--- Ausgangstext ---

58 Berg- und Energierecht
58/02 Energierecht

Norm

B-VG Art18 Abs2
B-VG Art139 Abs1 / Individualantrag
B-VG Art139 Abs1 / Prüfungsgegenstand
B-VG Art139 Abs3
B-VG Art139 Abs4
B-VG Art139 Abs6 zweiter Satz
ElWOG §66 Abs6
ElWOG §66a Abs6 idF EnergieliberalisierungsG, BGBl I 121/2000
ElWOG §33
ElWOG §47, §49
PreisG 1992
Verordnung des Landeshauptmanns der Steiermark vom 18.10.99 betr die Änderung der Verordnung über die Regelung der Strompreise für die kleinen und mittleren Elektrizitätsversorgungsunternehmen in der Steiermark §2

Leitsatz

Aufhebung einer Bestimmung einer bereits außer Kraft getretenen Strompreisverordnung; Zulässigkeit der Abänderung einer gemäß dem ElWOG als Bundesgesetz in Geltung gesetzten Verordnung durch die angefochtene Verordnung; Weitergeltung auch dieser Verordnung als Gesetz; Zulässigkeit der Anfechtung als Verordnung daher nur bis zum Zeitpunkt des Beginns der gesetzlichen Weitergeltung; keine ausreichende Erkennbarkeit der Entscheidungsgrundlagen für die angeordnete lineare Strompreissenkung

Rechtssatz

Teilweise Zulässigkeit des Individualantrags einer Gemeinde auf Aufhebung der Verordnung des Landeshauptmanns der Steiermark vom 18.10.99 betr die Änderung der Verordnung über die Regelung der Strompreise für die kleinen und mittleren Elektrizitätsversorgungsunternehmen in der Steiermark zur Gänze; zu weiter Anfechtungsumfang hinsichtlich der ganzen Verordnung.

--- Bereitgestellte Daten ---

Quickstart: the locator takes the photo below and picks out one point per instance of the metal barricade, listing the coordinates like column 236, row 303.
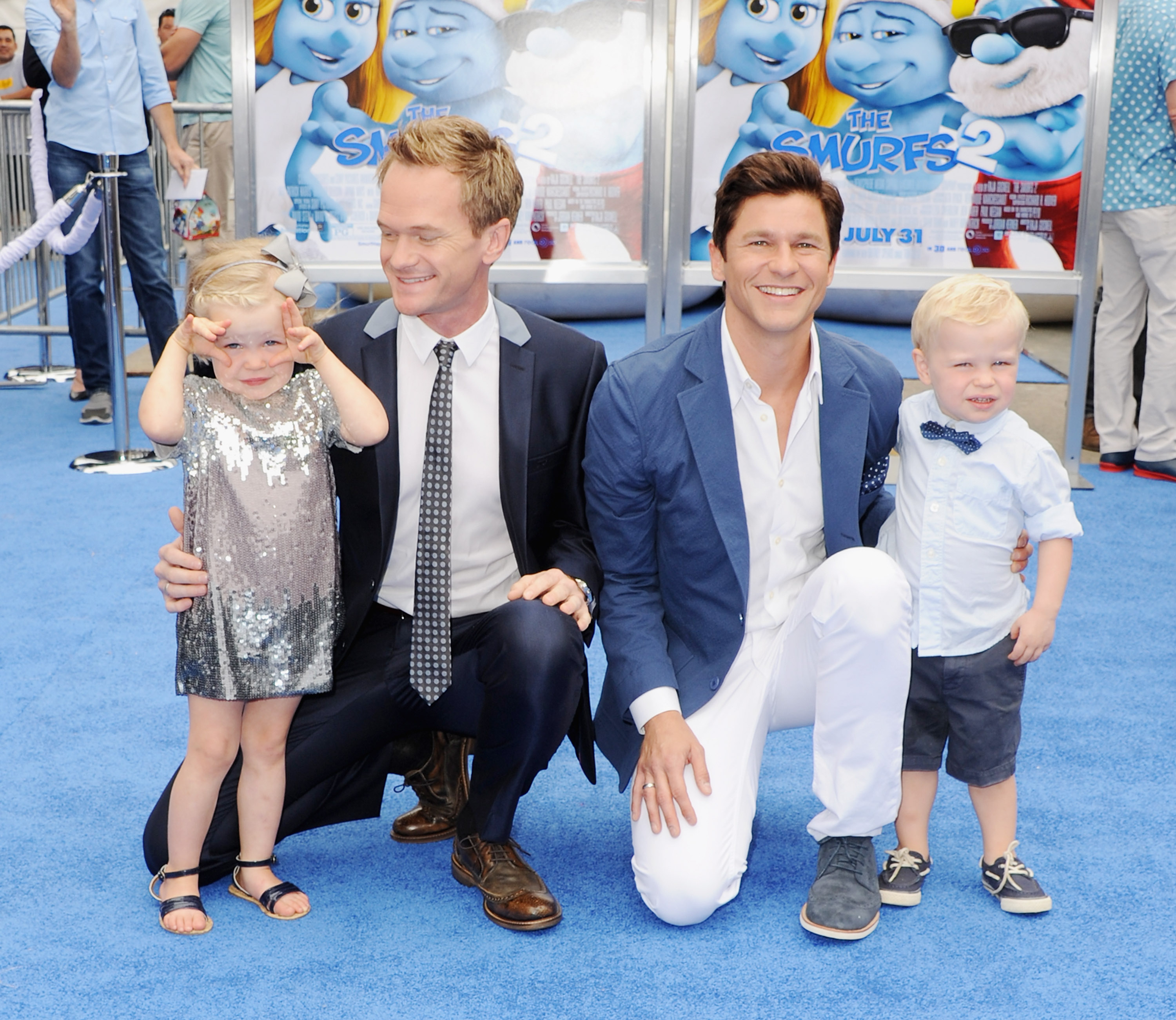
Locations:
column 40, row 276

---

Aufgabenstellung
Zitieren Sie den Ausgangstext zur steirischen Strompreisverordnung vollständig und wortgetreu.

Lösung
58 Berg- und Energierecht
58/02 Energierecht

Norm

B-VG Art18 Abs2
B-VG Art139 Abs1 / Individualantrag
B-VG Art139 Abs1 / Prüfungsgegenstand
B-VG Art139 Abs3
B-VG Art139 Abs4
B-VG Art139 Abs6 zweiter Satz
ElWOG §66 Abs6
ElWOG §66a Abs6 idF EnergieliberalisierungsG, BGBl I 121/2000
ElWOG §33
ElWOG §47, §49
PreisG 1992
Verordnung des Landeshauptmanns der Steiermark vom 18.10.99 betr die Änderung der Verordnung über die Regelung der Strompreise für die kleinen und mittleren Elektrizitätsversorgungsunternehmen in der Steiermark §2

Leitsatz

Aufhebung einer Bestimmung einer bereits außer Kraft getretenen Strompreisverordnung; Zulässigkeit der Abänderung einer gemäß dem ElWOG als Bundesgesetz in Geltung gesetzten Verordnung durch die angefochtene Verordnung; Weitergeltung auch dieser Verordnung als Gesetz; Zulässigkeit der Anfechtung als Verordnung daher nur bis zum Zeitpunkt des Beginns der gesetzlichen Weitergeltung; keine ausreichende Erkennbarkeit der Entscheidungsgrundlagen für die angeordnete lineare Strompreissenkung

Rechtssatz

Teilweise Zulässigkeit des Individualantrags einer Gemeinde auf Aufhebung der Verordnung des Landeshauptmanns der Steiermark vom 18.10.99 betr die Änderung der Verordnung über die Regelung der Strompreise für die kleinen und mittleren Elektrizitätsversorgungsunternehmen in der Steiermark zur Gänze; zu weiter Anfechtungsumfang hinsichtlich der ganzen Verordnung.